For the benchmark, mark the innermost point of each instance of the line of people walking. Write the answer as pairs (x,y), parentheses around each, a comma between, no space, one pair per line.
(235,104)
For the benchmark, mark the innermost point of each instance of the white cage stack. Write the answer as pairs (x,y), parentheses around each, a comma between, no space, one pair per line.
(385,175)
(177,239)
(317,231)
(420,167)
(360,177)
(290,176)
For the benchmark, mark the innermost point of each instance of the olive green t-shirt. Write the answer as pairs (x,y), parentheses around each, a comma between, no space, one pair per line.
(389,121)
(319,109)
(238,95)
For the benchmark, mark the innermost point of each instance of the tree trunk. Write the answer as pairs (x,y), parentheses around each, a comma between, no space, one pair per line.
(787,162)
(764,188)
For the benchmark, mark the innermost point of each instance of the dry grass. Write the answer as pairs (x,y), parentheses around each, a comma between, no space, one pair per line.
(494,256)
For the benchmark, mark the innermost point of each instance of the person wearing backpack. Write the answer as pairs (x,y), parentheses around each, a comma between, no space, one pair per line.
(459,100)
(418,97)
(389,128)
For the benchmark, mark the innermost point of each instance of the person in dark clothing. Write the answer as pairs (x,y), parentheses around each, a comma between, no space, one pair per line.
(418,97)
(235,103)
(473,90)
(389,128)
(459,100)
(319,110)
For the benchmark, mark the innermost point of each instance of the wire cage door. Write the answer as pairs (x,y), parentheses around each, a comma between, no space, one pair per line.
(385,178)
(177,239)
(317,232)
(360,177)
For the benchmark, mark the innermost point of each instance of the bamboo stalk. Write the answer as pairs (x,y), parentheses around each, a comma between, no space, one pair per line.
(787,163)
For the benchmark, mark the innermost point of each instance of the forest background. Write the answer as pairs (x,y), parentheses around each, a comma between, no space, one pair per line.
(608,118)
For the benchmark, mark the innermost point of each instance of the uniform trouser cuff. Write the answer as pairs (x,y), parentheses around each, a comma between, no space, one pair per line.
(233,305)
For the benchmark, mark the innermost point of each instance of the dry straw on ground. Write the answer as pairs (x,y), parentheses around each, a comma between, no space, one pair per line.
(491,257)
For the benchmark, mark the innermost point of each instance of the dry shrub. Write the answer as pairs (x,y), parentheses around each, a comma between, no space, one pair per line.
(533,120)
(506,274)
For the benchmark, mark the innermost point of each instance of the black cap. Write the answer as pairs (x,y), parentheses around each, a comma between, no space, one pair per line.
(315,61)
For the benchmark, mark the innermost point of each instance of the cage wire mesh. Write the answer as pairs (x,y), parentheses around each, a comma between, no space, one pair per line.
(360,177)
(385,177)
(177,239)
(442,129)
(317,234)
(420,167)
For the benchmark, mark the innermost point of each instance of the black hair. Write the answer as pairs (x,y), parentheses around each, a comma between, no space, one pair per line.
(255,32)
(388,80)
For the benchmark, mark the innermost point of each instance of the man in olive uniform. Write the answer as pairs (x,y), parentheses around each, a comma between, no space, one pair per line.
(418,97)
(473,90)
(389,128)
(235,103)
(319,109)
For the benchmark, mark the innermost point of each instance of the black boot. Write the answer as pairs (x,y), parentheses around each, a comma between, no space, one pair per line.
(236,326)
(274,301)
——————
Copy every entry above word for word, keeping the original order and line breaks.

Response:
For the benchmark, mark the innermost point of each instance of the line of people walking. Write the answer as pairs (x,y), parentheses around each, a comma between, no space, one pair per line.
(235,104)
For the benchmark, mark the innermost point of each instance of the white cage stack. Write the answer as pairs (x,y), parentheses around each, a comma between, no space, one pair per line.
(385,175)
(177,239)
(317,231)
(420,167)
(360,177)
(290,176)
For the benchmark, mark the innermost point of each instance of the olive green t-shirt. Write the answer as pairs (x,y), parentheses around each, a comma between, no space, one pair per line.
(389,121)
(319,109)
(238,95)
For the benchmark, mark the innermost point of each instance of the tree trunk. Write the answer as pairs (x,y), parentheses around each, a comma between, no space, one pair per line.
(787,162)
(764,188)
For the benchmark, mark the innermost point of each instance of the dry grass. Write the answer as pairs (x,y), parentheses around each, a comma between, no space, one pair per line.
(494,256)
For the benchmark, mark the innermost point of each instance of the person wearing backpack. Write the answer as pairs (x,y), parentheses around each, a comma between, no space, one pair per line.
(459,100)
(418,97)
(389,128)
For the benchmark, mark the innermost point of each instance of the person in dark clothing. Write the answer as pairs (x,y), parentheses around each, a comma between, no space, one pair per line.
(418,97)
(235,103)
(473,90)
(389,128)
(459,100)
(319,110)
For the benchmark, mark the innermost point of each instance of the wire cage door. Write the answer as pairs (x,y), parentheses around each, a comma between, no space, one pair per line.
(385,178)
(177,239)
(317,232)
(360,177)
For the benchmark, mark the innermost point of each instance of the bamboo stalk. Write the answer as pairs (x,y), parentheses around each, a comma between, no space, one pair per line.
(787,163)
For the benchmark, mark the innermost point of each instance of the forest background. Write the answer as pairs (x,y), parentheses around each, a comma between, no space, one pair per line.
(608,118)
For the benchmark, mark the innermost point of each instance of the uniform trouser cuff. Write the answer as pairs (x,y), parentheses around each, a comma between, no space, one pair per line.
(233,305)
For the benchmark, mark the innermost point of each instance of the dry straw on ground. Write the answer as pairs (x,y), parentheses around each, a comma between, no space, one pair per line.
(491,257)
For the benchmark, mark the innermost point of each instance of the dry shrub. Write the answer as pairs (x,y), parentheses around each, a comma between, no space, one pair per line.
(533,120)
(506,274)
For the benchmark, mark the innermost point of each instance of the black cap. Write the answer as pairs (x,y), parentheses around each, a comma between, no space, one pair per line.
(315,61)
For the benchmark, mark the innermost point of each instance of the cage wire mesh. Write the answer as pairs (x,y), parentheses around each, a comma between, no space, one pair per line.
(360,177)
(385,177)
(177,239)
(442,129)
(317,234)
(420,167)
For the benchmark, mark the innermost point of each instance of the black hair. Write the answer as pairs (x,y), parentheses around each, a comma between, no space, one pair per line.
(255,32)
(388,80)
For the benchmark, mark the innermost point of each instance of the man in olive uniform. Write the answer as pairs (x,y), parentheses around each, a comma between, no space, one pair per line.
(418,97)
(473,90)
(389,128)
(235,103)
(319,109)
For the benchmark, mark the innermost point of each instance of the black boot. Write the answer as pairs (x,y), parentheses around each, a comma between, no space, one pair per line.
(236,326)
(274,301)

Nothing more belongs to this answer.